* [WRITTEN EXERCISE 1]: Please say whether each statement agrees with the mailing-list post on eqtype and equals functions, answering yes or no and quoting the deciding words of the post: (a) The post advises using eqtype rather than an equals function. (b) The post says eqtype keeps the object from containing any functions. (c) The post states that the MLton convention is for structures to have an equals function.

[MLton] WideChar

Stephen Weeks MLton@mlton.org
Wed, 15 Dec 2004 23:41:07 -0800

> What I don't like about your ENCODING signature is that it is a growing
> interface. One of the rules I've had beaten into me over years of C++
> development is that abstract base classes must never add new methods.
> OTOH, the nature of encodings being added IS that the interface grows.

Yes, but I don't see why this is worse than using strings.  With
ENCODING, when the interface grows (i.e. new encodings become
universally known) the documented interface grows.  With strings, the
interface still grows (certain strings corresponding to the new
encodings are now treated specially), but it isn't documented in the

> Sticking with your api and combining the suggestions I've heard:
> signature UNICODE_ENCODING =
>   sig
>     eqtype encoding (* why define equals? just use an eqtype *)

Using eqtype is bad for a few reasons.  First, it forces the object to
be implemented in a certain way (for example, the object can not
contain any functions).  Second, it doesn't allow the programmer to
define his own notion of equality, or to change the notion if the
object's implementation changes.  Third, the MLton convention is for
structures to have an equals function :-).  This convention allows
different structures that implement equality functions in different
ways to be used in the same way by clients (either programmers or
functors).  So, stick with the equals function, even if it is
implemented by = underneath.

* [DATASET RECORDS]:
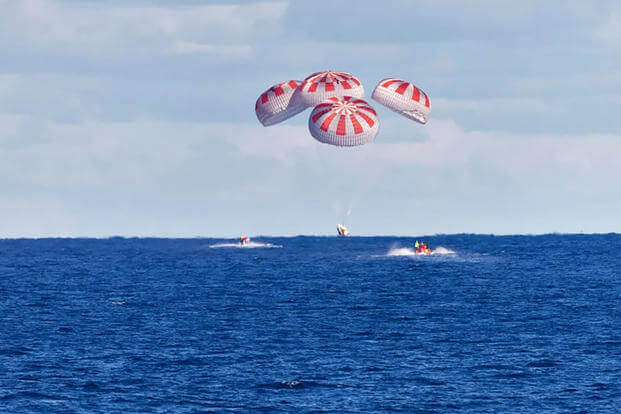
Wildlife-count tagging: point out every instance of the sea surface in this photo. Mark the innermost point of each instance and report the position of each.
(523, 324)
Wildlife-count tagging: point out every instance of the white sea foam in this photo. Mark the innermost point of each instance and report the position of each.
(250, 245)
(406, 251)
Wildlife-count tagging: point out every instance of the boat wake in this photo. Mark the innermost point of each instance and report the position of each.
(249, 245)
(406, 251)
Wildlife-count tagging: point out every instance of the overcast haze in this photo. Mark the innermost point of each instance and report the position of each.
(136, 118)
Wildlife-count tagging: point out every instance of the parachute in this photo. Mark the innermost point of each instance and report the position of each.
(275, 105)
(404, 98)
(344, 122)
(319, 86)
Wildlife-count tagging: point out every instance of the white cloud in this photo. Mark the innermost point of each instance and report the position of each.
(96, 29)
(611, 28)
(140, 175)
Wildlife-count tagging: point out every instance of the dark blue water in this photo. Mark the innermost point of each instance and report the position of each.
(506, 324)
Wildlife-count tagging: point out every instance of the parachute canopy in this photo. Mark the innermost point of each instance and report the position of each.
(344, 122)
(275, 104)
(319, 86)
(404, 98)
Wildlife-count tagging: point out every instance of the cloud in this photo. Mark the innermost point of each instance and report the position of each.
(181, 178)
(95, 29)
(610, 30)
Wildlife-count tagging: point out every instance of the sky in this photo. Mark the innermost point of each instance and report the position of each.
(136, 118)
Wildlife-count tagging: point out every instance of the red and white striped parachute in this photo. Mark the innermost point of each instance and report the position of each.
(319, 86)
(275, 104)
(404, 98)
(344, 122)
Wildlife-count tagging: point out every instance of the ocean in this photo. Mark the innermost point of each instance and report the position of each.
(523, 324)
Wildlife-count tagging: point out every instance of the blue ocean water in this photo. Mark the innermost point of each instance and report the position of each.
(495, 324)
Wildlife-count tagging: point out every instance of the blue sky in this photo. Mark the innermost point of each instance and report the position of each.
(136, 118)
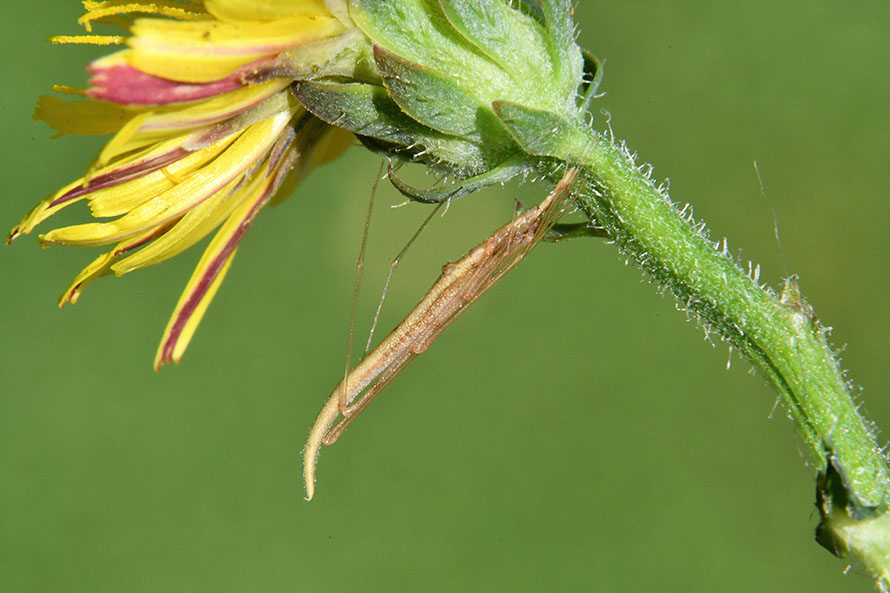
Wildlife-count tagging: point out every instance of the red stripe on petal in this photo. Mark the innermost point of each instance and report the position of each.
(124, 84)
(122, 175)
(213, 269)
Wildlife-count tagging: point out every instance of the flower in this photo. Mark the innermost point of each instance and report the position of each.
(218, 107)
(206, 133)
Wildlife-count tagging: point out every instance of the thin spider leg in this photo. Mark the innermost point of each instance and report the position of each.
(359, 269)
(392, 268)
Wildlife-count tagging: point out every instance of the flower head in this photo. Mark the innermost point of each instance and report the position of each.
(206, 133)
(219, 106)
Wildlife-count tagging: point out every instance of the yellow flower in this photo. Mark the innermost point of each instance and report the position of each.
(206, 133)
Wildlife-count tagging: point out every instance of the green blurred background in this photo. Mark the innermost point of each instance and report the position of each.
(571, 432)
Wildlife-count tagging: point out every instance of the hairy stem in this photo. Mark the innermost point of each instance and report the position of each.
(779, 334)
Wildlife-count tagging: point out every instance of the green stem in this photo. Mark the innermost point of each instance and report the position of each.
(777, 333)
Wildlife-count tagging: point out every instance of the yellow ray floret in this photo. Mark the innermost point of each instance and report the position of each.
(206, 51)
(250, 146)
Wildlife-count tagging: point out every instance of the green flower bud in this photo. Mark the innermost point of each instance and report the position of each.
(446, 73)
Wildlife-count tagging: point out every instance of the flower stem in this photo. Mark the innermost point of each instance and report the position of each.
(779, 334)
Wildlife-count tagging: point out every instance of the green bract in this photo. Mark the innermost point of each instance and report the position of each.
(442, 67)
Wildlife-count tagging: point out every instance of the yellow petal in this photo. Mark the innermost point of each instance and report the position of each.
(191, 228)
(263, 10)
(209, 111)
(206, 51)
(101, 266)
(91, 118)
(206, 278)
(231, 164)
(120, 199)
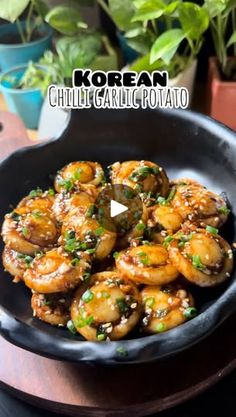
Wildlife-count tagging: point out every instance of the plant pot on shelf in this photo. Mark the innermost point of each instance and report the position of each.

* [WRITTEN EXERCISE 2]: Pull out each line of the listing above that contains the word "parachute".

* [FULL SOLUTION 1]:
(a) No: "So, stick with the equals function, even if it is implemented by = underneath."
(b) Yes: "the object can not contain any functions"
(c) Yes: "the MLton convention is for structures to have an equals function"

* [FULL SOLUTION 2]:
Wildlife-count tagging: point out every instance of the parachute in this photo. Mark the innermost point of each instance and report the position of each.
Wildlife-count tagging: point out every instance of the parachute canopy in this photo. Mark the innermost point of each instance and report the position of each.
Wildlife-count tagging: point out every instance of the red and white striped parachute in this photo. Mark the innermost point of each instance and report the position of each.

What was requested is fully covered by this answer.